● PROBLEM DETAILS
Reproduce every line of the data below word for word, omitting the pictures.

☆ ☆ ☆ ☆

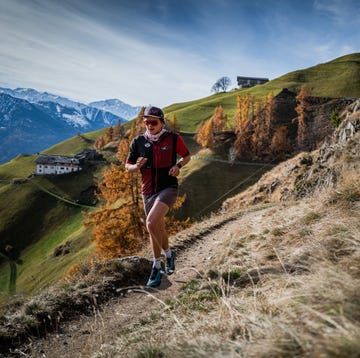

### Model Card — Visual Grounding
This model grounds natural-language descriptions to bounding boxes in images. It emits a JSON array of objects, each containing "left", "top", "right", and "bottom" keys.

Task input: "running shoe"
[
  {"left": 146, "top": 267, "right": 161, "bottom": 287},
  {"left": 165, "top": 250, "right": 176, "bottom": 275}
]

☆ ☆ ☆ ☆

● SOLVED EXERCISE
### Model Card — Visual Grounding
This model grounds natural-language descriptions to bounding boxes in images. It emits a JSON array of objects, each containing "left", "top", "right", and "bottom" keys.

Task input: "running shoe"
[
  {"left": 146, "top": 267, "right": 161, "bottom": 287},
  {"left": 165, "top": 250, "right": 176, "bottom": 275}
]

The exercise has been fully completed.